• Challenges:
[A] Copy the passage of the basement-cleaning forum thread from "# Cleaning out" to "many there are.".
[B] Carry on writing the forum thread about cleaning out the basement, picking up after its last line.

• Supplied text:
# Cleaning out the basement



## NHS (Sep 7, 2007)

I have a stack of old Outdoor Life, Field and Stream, Trophy Hunter, and other misc hunting magazines free for the taking if anyone is interested. They are from the early 2000s through about 2010. The stack is about 12" high. I don't know how many there are.

If you want them, send me a PM and I'll let you know where you can come and pick them up.

NHS


----------



## Bax* (Dec 14, 2008)

I am also cleaning out my basement. If you would like my sister in law, please let me know.

She doesnt cook, rarely cleans, and eats your food.


----------



## Critter (Mar 20, 2010)

Bax* said:


> I am also cleaning out my basement. If you would like my sister in law, please let me know.
> 
> She doesnt cook, rarely cleans, and eats your food.


Have you tried Craig's List?


----------



## Dunkem (May 8, 2012)

Bax* said:


> I am also cleaning out my basement. If you would like my sister in law, please let me know.
> 
> She doesnt cook, rarely cleans, and eats your food.


Still there huh? How about the cat?:boink:


----------



## Gee LeDouche (Sep 21, 2007)

Bax* said:


> I am also cleaning out my basement. If you would like my sister in law, please let me know.

• Recorded data:

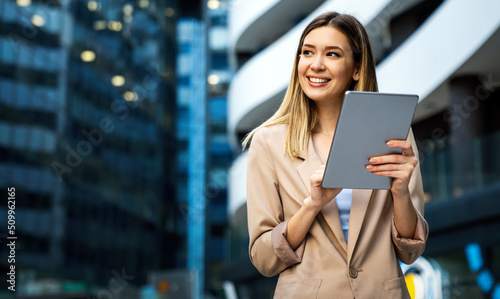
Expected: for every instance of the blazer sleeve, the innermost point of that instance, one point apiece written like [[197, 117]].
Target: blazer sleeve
[[269, 250], [409, 249]]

• Response list:
[A]
# Cleaning out the basement



## NHS (Sep 7, 2007)

I have a stack of old Outdoor Life, Field and Stream, Trophy Hunter, and other misc hunting magazines free for the taking if anyone is interested. They are from the early 2000s through about 2010. The stack is about 12" high. I don't know how many there are.

[B]
> 
> She doesnt cook, rarely cleans, and eats your food.


You know the rules!!- Post pics.  For the right price I might be interested. lol


----------



## bowgy (Oct 10, 2007)

Bax* said:


> I am also cleaning out my basement. If you would like my sister in law, please let me know.
> 
> She doesnt cook, rarely cleans, and eats your food.


 Sounds like some guys wife's that I know, at least they have the same discription


----------



## NHS (Sep 7, 2007)

Sold!

To the recycle bin!


----------



## Bax* (Dec 14, 2008)

NHS said:


> Sold!
> 
> To the recycle bin!


Sorry for the hijack


----------



## bowgy (Oct 10, 2007)

NHS said:


> Sold!
> 
> To the recycle bin!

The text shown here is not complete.